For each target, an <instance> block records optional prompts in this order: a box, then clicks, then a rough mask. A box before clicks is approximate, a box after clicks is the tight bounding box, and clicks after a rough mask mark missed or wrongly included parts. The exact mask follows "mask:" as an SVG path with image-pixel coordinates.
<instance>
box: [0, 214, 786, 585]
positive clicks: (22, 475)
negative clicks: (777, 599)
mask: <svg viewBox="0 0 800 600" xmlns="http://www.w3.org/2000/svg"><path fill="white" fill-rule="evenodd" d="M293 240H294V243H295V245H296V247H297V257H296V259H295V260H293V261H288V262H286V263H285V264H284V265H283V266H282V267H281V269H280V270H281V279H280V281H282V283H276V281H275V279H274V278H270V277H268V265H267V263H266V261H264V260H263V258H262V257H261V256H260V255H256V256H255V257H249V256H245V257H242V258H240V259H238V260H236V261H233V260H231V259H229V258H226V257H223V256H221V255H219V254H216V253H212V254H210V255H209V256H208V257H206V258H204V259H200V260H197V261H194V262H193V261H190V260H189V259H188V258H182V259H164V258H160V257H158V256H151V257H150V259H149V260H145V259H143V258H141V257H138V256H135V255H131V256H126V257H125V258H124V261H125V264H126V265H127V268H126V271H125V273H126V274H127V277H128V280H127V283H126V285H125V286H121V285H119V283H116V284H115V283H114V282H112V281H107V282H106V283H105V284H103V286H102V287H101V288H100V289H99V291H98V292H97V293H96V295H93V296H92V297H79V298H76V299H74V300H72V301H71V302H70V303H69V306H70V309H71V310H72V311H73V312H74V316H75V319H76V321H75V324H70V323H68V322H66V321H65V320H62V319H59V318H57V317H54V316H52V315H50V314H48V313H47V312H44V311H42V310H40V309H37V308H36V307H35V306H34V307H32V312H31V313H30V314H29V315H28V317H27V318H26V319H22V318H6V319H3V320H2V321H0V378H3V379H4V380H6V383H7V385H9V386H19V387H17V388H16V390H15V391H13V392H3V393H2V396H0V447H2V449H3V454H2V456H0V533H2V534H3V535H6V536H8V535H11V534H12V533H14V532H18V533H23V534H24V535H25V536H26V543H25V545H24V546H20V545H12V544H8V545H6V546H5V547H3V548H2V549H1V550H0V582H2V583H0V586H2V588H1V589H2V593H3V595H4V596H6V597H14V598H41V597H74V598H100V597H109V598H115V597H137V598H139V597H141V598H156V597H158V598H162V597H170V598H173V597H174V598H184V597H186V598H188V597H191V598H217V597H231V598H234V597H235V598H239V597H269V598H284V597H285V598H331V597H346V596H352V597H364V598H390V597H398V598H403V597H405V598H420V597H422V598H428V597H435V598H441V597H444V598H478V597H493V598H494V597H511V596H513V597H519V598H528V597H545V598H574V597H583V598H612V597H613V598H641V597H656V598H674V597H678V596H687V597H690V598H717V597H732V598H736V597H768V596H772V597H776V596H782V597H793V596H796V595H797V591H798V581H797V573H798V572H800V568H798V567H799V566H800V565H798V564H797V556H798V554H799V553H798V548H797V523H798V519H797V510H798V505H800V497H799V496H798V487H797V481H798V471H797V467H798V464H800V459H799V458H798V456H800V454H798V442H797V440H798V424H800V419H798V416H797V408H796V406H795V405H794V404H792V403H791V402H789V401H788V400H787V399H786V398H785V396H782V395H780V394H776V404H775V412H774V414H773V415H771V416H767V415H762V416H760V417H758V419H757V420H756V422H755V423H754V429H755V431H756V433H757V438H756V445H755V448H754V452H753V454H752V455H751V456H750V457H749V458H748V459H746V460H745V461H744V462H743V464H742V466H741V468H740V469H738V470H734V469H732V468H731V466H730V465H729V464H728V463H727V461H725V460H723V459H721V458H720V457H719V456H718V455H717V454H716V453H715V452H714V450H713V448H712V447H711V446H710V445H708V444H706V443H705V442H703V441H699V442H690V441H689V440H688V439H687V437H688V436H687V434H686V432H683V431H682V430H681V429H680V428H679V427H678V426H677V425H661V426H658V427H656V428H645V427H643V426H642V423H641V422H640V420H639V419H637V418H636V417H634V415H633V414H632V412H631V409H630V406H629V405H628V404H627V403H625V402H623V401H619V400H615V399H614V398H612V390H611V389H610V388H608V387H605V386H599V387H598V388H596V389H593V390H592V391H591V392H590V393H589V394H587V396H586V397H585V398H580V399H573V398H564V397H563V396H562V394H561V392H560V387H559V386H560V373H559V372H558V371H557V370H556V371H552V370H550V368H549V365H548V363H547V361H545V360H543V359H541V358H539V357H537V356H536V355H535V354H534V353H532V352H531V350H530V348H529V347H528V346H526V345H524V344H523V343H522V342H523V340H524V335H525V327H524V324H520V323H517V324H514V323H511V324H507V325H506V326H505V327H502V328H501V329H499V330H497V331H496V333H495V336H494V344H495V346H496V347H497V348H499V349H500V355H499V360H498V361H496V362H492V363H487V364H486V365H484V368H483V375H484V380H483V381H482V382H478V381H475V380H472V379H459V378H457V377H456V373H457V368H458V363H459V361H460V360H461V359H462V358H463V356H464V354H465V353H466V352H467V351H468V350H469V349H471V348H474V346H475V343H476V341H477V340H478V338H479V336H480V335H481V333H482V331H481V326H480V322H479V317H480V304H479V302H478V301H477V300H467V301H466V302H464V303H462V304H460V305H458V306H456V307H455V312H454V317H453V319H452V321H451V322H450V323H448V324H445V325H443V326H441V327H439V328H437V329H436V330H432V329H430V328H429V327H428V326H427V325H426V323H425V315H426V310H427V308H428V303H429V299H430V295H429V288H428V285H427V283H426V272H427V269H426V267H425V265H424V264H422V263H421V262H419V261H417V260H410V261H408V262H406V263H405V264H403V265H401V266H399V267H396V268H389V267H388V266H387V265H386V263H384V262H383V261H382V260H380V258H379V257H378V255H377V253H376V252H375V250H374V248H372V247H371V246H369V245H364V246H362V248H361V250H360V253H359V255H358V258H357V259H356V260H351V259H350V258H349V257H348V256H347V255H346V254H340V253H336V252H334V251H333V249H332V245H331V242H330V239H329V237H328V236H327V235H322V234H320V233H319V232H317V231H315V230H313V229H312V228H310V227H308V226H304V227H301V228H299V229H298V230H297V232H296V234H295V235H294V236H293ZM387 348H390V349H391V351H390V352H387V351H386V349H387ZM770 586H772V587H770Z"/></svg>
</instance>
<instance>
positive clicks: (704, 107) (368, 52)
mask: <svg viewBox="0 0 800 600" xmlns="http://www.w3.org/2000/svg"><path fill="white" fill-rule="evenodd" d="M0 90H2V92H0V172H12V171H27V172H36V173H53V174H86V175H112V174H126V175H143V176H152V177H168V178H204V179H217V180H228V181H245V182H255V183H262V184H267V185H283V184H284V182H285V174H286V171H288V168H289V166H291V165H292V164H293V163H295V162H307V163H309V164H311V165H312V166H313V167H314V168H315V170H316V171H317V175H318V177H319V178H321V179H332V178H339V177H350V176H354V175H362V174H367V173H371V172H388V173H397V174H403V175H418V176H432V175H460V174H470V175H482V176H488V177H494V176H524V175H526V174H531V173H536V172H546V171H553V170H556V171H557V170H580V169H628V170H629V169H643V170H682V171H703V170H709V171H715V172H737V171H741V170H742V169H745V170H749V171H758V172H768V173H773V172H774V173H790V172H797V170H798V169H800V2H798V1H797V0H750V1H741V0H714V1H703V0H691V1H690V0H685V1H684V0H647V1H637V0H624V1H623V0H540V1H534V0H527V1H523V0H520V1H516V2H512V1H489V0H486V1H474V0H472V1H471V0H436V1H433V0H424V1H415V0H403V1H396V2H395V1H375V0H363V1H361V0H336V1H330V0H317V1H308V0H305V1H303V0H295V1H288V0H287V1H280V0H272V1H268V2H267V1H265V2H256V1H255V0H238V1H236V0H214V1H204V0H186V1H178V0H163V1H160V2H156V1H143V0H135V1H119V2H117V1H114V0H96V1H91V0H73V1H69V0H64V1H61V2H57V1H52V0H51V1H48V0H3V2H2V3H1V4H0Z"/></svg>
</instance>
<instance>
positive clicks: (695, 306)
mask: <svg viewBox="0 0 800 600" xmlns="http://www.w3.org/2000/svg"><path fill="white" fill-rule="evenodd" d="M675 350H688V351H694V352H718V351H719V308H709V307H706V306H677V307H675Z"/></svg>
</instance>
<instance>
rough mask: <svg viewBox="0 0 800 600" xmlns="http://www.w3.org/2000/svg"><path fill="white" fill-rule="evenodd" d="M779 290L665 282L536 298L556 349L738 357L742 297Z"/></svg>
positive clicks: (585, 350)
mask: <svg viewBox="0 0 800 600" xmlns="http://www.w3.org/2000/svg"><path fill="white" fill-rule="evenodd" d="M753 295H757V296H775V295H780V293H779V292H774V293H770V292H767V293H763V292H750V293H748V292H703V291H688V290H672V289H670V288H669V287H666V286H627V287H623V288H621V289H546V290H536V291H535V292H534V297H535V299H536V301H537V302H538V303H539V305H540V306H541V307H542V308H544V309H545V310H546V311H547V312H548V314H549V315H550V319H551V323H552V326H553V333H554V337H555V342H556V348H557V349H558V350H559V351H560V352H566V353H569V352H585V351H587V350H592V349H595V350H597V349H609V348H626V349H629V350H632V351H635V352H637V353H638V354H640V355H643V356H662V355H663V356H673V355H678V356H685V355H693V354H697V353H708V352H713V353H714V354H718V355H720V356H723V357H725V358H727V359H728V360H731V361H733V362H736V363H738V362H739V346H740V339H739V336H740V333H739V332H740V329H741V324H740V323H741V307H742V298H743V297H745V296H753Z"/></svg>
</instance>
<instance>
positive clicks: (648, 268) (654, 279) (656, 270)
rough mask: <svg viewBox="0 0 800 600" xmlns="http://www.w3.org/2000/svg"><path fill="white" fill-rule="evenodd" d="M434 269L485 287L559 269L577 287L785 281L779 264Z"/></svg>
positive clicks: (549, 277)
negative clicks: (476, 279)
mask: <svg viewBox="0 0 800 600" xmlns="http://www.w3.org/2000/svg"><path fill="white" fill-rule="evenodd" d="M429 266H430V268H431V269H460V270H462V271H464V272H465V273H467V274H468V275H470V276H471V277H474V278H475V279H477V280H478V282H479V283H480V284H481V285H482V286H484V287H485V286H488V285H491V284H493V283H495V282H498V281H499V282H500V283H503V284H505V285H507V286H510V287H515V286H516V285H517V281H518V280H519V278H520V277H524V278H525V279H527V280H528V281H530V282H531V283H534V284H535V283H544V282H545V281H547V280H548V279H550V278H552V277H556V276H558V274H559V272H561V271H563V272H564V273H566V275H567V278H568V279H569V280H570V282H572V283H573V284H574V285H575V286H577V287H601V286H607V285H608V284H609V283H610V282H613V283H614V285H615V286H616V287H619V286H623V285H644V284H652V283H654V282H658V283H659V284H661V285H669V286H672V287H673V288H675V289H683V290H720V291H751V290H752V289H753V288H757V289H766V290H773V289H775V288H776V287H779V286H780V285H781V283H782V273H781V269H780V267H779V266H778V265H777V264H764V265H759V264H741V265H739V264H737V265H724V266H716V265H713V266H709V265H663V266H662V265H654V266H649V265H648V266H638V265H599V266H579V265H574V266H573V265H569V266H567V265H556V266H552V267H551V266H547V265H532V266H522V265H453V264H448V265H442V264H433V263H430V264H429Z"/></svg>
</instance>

YOUR INSTRUCTIONS: Recast the lines of the entries as a Markdown table with the columns No. and Line, leaving out blank lines. Begin with the first line of the entries and stop after the line containing "negative clicks: (777, 599)", including both.

RESPONSE BELOW:
| No. | Line |
|---|---|
| 1 | For each target, an <instance> block records optional prompts in this order: a box, then clicks, then a rough mask. A box before clicks is approximate, a box after clicks is the tight bounding box, and clicks after a rough mask mark missed or wrongly included parts. The exact mask follows "mask:" as an SVG path with image-pixel coordinates. |
| 2 | <instance> |
| 3 | box: [0, 214, 786, 585] |
| 4 | positive clicks: (22, 475) |
| 5 | negative clicks: (777, 599) |